BRIEF.
Repeat the passage from the WDBO radio station history word for word, starting at "Programming changes occurred" and ending at "simulcasting the games.".

EXTRACT.
----------

Programming changes occurred in October 2012, when Clark Howard rejoined the station's lineup after an absence of several years. The Neal Boortz Show was shortened to two hours and aired from 9 a.m. to 11 a.m., which pushed up the local Mel Robbins Show to the 11 a.m.-1 p.m. timeslot. These moves coincided with a change in branding to NewsTalk 96.5 WDBO.

Shortly afterward, on November 12, 2012, the news/talk format became FM-only, as WDBO relaunched as a sports radio station affiliated with ESPN Radio. WDBO became the flagship station for the Orlando Magic Radio Network, with WDBO-FM also simulcasting the games.

On April 29, 2013, sweeping changes were made to the station as it was rebranded News 96.5: "Orlando′s New 24-Hour News, Weather and Traffic." From then until 2015, all on-air references to the call sign WDBO were dropped, aside from hourly IDs. The call letters were slowly re-integrated into the branding over the months of October and November 2015.

A weekday segment known as "The Three Big Things You Need to Know" was introduced at approximately :15 and :45 past the hour. In addition, Orlando Magic games were heard on the AM station only, and news hours were added at noon and 6 p.m. In 2015, the station added Dana Loesch's syndicated talk show to the lineup.

===Spanish-language music===

Former logo from 2020 to 2024

On June 24, 2020, Cox Radio announced that WDBO-FM's news/talk programming would relocate back to WDBO-AM. An FM translator, 107.3 W297BB, would begin simulcasting WDBO. Five days later, WDBO-FM would flip to Spanish CHR as Éxitos 96.5 (the "Éxitos" branding was previously on W297BB, which was used for a Spanish hot adult contemporary format). On July 14, 2020, WDBO-FM changed its call sign to WOEX to match the Éxitos branding.

On October 17, 2024, WOEX flipped from Spanish CHR to a hybrid Latin pop/English-language adult contemporary format as Hits 96.5, modeled after Miami's WMIA-FM. In November 2025, WOEX announced that it would air Christmas music for the holiday season while maintaining its Spanish-language presentation, promoting itself as the "first" bilingual Christmas station.

----------

INFORMATION SHOWN.
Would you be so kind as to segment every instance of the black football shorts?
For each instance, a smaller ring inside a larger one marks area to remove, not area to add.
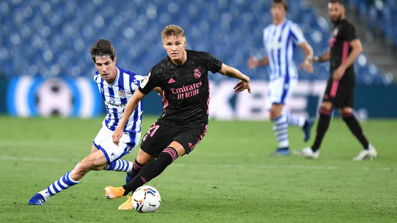
[[[189,154],[205,135],[208,126],[207,125],[200,127],[172,127],[158,121],[144,136],[141,148],[146,153],[157,157],[175,141],[183,147],[185,154]]]
[[[354,106],[354,85],[355,77],[345,74],[341,79],[337,81],[331,77],[328,80],[323,101],[332,102],[334,106],[341,109]]]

----------

EXPECTED OUTPUT.
Programming changes occurred in October 2012, when Clark Howard rejoined the station's lineup after an absence of several years. The Neal Boortz Show was shortened to two hours and aired from 9 a.m. to 11 a.m., which pushed up the local Mel Robbins Show to the 11 a.m.-1 p.m. timeslot. These moves coincided with a change in branding to NewsTalk 96.5 WDBO.

Shortly afterward, on November 12, 2012, the news/talk format became FM-only, as WDBO relaunched as a sports radio station affiliated with ESPN Radio. WDBO became the flagship station for the Orlando Magic Radio Network, with WDBO-FM also simulcasting the games.